What is expected: The complete listing should be restated exactly.

============================================================

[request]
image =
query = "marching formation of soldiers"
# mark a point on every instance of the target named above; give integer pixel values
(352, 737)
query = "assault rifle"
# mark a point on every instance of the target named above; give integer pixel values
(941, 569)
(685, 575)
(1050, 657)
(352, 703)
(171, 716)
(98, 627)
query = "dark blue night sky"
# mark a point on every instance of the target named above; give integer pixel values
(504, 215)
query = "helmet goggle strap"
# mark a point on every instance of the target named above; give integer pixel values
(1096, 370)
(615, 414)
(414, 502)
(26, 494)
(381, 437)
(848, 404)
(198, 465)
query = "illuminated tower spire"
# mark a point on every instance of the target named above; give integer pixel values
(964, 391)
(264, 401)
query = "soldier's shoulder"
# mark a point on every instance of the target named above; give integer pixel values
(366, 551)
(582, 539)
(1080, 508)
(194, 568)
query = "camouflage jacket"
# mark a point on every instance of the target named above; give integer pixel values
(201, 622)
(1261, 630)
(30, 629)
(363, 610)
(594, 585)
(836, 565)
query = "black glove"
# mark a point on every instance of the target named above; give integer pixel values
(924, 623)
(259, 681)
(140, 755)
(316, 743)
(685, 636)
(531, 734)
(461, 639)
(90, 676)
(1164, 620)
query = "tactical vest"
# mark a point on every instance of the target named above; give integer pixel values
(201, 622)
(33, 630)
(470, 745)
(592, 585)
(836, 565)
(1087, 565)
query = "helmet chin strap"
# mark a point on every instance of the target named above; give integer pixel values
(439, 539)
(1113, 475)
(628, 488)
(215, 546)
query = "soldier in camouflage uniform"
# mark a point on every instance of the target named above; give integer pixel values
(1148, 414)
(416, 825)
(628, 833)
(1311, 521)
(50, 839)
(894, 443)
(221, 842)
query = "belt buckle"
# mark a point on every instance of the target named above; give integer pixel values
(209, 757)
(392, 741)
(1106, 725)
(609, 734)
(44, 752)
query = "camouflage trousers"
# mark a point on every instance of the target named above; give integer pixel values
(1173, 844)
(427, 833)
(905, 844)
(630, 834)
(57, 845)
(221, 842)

============================================================

Finished exercise:
[request]
image =
query = "marching formation of soldiers"
# mark a point on every instance of the target named above; give integer pixel values
(352, 737)
query = "assault rifle"
# mark a point on every instance of the target named above; give integer pixel values
(941, 569)
(685, 575)
(1050, 657)
(352, 703)
(171, 716)
(98, 627)
query = "dark blue night sky"
# mark a point on every instance of the target named above; give integer pixel values
(504, 215)
query = "helmet goggle strap"
# mark a point on every instance of the target named above; give integer pixel values
(1096, 370)
(615, 414)
(414, 502)
(26, 494)
(381, 437)
(848, 404)
(198, 465)
query = "illuminated tower spire"
# mark a point on every instance of the target named above; give integer pixel values
(964, 391)
(264, 401)
query = "soldier's shoulder"
# mark a point on every instance of the target named above; give integer pixel values
(366, 551)
(582, 539)
(1080, 508)
(194, 568)
query = "camouflage jacket"
# mark a point on every instance of the target named above; give integer pixel values
(201, 622)
(1261, 630)
(30, 629)
(363, 610)
(594, 585)
(836, 565)
query = "black glove"
# mark a point on every instance of the target named above; give integer pixel values
(924, 623)
(259, 681)
(140, 755)
(316, 743)
(685, 636)
(531, 734)
(461, 639)
(90, 676)
(1164, 620)
query = "tactical vest"
# mark a point on every instance of the target named above; give integer pixel values
(201, 622)
(33, 630)
(470, 745)
(592, 585)
(836, 565)
(1087, 565)
query = "helmet chin strap"
# mark a point on every instance of the target named above; give integer pixel values
(439, 539)
(1113, 475)
(628, 488)
(215, 546)
query = "soldier in camouflage uniform"
# mark a point on every instance of the target named above; give integer pixel values
(1148, 414)
(416, 825)
(628, 833)
(1311, 521)
(50, 839)
(894, 443)
(221, 842)
query = "belt buckle"
# mark a point on every instance of the target named above; give integer pixel values
(209, 757)
(392, 741)
(1106, 725)
(609, 734)
(44, 752)
query = "camouflage trousers"
# mark a point on every instance of the target named above; give integer pixel values
(1173, 844)
(427, 833)
(905, 844)
(630, 834)
(57, 845)
(221, 842)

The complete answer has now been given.